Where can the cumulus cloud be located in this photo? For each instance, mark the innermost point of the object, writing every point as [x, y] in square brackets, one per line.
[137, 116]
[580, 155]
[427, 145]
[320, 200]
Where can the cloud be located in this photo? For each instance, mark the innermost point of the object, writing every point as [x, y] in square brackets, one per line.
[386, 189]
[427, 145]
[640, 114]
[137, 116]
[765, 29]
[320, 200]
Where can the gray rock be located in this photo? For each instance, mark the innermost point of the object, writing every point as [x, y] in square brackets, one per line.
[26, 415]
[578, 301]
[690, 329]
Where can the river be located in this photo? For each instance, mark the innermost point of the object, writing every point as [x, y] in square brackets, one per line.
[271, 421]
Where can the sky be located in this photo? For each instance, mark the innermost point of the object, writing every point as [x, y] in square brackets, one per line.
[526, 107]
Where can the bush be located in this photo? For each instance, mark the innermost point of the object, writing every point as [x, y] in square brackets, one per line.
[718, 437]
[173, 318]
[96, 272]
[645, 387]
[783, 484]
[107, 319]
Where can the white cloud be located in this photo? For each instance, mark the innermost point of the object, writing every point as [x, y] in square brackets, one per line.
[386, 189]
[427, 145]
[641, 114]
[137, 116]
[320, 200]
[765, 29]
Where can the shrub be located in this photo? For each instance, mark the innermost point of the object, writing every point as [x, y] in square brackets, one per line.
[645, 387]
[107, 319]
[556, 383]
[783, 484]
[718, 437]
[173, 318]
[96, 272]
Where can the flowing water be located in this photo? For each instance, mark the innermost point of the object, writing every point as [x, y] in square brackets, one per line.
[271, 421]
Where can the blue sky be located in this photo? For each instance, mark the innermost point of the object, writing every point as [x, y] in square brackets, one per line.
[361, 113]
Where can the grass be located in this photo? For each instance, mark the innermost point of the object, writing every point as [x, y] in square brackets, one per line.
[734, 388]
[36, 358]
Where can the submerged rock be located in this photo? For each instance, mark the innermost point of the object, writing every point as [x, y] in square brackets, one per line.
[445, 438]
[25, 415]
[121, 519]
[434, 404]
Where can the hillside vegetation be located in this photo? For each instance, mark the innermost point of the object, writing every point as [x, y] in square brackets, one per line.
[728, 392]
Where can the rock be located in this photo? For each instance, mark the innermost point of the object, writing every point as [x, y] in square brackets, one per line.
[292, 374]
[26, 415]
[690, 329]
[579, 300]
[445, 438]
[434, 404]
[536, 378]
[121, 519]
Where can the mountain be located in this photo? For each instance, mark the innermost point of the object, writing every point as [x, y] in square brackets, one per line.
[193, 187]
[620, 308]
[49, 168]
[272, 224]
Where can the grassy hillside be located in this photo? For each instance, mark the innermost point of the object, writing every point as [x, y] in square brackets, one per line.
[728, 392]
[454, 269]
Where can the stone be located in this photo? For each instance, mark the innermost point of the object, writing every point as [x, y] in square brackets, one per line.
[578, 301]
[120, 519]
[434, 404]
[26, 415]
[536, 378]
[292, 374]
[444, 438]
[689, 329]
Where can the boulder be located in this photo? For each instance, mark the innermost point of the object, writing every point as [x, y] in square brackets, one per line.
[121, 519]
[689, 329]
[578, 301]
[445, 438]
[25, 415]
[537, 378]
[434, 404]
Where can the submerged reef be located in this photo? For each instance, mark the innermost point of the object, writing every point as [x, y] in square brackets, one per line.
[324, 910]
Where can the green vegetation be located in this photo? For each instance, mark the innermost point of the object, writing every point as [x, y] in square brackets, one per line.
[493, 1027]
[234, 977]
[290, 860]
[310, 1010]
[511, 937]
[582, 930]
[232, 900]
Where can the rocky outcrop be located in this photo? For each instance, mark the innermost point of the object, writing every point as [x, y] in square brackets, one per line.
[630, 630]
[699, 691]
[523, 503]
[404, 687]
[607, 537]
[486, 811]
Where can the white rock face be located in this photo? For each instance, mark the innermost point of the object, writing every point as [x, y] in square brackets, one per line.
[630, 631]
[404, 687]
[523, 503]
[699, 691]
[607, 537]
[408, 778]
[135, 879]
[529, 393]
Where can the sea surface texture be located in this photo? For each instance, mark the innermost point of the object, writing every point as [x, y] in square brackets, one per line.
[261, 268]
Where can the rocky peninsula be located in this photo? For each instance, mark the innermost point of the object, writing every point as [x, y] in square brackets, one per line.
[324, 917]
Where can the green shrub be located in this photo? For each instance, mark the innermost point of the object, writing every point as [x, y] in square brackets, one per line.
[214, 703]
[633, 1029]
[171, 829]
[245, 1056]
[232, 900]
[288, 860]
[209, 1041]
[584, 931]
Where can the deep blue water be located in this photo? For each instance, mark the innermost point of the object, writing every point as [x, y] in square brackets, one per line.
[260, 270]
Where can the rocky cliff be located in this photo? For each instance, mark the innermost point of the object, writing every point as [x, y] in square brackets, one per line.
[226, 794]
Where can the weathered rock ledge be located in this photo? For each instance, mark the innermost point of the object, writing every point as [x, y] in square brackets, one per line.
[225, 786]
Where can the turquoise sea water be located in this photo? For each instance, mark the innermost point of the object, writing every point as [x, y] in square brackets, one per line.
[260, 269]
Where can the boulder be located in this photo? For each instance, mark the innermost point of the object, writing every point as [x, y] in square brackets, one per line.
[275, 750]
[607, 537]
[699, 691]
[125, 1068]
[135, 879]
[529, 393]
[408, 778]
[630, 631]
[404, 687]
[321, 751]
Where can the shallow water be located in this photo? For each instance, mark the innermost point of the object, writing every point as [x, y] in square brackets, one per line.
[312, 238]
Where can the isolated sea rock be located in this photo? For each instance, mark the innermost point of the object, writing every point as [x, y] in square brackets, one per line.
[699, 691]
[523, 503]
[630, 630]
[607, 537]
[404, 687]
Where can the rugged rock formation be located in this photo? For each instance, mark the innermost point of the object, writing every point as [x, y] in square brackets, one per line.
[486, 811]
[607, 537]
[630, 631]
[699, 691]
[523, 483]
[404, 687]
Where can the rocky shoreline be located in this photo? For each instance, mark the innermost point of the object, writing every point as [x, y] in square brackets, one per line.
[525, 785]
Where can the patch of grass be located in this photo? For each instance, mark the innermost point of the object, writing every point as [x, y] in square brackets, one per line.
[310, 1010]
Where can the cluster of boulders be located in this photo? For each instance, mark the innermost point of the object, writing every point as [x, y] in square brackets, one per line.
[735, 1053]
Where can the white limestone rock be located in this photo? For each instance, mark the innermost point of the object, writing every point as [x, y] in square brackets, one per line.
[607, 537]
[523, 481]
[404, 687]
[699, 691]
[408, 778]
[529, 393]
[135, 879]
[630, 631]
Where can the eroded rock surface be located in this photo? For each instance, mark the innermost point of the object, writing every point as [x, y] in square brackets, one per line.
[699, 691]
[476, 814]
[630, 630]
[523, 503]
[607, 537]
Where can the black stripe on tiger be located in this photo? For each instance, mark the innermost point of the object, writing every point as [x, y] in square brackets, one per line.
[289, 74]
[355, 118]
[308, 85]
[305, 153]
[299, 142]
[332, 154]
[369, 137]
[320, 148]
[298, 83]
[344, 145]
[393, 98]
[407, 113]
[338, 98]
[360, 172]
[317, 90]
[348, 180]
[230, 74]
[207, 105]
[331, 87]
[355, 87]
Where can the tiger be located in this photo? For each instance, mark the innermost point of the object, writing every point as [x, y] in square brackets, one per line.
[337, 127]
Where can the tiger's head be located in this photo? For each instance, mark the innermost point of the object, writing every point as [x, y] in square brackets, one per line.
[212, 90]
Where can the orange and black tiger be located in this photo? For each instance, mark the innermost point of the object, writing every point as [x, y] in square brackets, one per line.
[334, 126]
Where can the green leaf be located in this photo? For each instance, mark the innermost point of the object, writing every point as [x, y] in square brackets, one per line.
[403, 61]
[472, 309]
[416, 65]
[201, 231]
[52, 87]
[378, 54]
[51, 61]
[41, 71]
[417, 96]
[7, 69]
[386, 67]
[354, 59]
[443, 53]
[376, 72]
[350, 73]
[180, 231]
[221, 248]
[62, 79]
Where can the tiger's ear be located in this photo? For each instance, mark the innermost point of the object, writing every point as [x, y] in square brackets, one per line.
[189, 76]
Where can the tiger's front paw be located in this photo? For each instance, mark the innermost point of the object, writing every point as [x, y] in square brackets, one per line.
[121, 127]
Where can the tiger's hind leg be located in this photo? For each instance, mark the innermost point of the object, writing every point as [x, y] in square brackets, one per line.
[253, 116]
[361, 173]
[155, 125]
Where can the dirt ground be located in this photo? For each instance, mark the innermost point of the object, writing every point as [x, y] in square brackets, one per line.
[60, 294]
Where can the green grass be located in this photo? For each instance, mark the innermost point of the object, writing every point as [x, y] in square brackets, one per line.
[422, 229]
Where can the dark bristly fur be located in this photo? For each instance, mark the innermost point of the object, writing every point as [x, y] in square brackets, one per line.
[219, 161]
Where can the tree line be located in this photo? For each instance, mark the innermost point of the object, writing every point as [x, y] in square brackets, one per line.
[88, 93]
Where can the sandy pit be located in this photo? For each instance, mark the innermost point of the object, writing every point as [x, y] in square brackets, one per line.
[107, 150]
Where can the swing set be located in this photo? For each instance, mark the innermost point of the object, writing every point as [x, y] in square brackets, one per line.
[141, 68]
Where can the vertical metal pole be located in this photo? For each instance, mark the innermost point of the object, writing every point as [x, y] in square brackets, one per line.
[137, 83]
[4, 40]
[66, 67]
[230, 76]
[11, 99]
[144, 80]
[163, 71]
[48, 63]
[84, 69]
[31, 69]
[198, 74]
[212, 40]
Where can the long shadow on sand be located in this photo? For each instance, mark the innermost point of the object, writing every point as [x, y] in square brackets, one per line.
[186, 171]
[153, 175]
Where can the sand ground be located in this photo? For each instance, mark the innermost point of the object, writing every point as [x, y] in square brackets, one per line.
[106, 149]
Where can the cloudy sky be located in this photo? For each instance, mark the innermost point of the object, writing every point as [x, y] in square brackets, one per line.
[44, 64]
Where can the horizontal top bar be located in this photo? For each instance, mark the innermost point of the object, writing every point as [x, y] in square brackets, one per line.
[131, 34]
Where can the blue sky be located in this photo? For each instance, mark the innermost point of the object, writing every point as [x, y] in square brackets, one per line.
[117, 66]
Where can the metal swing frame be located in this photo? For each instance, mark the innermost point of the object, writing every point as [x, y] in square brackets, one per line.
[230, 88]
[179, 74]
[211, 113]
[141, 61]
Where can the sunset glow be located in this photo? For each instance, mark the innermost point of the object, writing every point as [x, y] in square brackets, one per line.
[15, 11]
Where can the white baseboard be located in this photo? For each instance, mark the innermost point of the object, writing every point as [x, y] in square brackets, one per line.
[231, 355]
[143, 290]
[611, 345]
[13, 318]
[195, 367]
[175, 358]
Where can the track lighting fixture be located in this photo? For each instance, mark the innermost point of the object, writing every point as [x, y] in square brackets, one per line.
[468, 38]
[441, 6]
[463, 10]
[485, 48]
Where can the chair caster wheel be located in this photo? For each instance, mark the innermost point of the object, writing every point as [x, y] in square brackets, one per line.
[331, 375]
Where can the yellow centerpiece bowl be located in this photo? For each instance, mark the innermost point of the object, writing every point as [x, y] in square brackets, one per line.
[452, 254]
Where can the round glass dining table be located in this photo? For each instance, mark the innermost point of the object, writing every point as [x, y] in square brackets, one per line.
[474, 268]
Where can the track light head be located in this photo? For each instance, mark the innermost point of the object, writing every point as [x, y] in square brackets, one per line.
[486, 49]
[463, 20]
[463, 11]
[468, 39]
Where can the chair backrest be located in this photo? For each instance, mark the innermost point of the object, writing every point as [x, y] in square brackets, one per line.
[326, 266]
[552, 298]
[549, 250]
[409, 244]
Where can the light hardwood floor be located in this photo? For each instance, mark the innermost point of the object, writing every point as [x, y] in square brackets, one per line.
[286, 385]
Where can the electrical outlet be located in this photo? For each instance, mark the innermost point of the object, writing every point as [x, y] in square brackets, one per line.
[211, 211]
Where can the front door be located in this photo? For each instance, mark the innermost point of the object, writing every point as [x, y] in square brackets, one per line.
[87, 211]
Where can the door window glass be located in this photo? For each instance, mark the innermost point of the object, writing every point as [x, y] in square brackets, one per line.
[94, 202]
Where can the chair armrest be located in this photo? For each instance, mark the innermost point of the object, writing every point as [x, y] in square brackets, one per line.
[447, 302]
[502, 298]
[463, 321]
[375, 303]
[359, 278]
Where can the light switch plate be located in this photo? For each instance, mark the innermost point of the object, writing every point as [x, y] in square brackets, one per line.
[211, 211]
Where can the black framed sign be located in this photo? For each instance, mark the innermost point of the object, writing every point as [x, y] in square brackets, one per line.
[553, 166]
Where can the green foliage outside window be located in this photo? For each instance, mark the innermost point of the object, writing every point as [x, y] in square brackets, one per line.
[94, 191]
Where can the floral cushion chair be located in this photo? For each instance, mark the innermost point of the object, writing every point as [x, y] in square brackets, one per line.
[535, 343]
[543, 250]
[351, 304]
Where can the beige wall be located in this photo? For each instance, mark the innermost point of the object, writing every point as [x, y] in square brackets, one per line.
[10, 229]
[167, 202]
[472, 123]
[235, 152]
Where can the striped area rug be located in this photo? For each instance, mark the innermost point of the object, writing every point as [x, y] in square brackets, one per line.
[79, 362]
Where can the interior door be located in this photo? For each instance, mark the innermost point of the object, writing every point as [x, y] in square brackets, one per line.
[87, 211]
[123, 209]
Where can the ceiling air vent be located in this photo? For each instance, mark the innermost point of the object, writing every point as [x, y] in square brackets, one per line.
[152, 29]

===============

The response must contain exactly the lines from the one with "Where can the interior" to the end of the entries above, both included, and nothing more.

> Answer box:
Where can the interior door be located in this photo? For each instance, mark the innermost point of the object, writing every point as [x, y] in square brackets, one per line.
[87, 211]
[123, 209]
Where can the ceiling air vent be located in this photo? For each instance, mark the innermost point of the object, writing every point as [x, y] in square brackets, one per line.
[152, 29]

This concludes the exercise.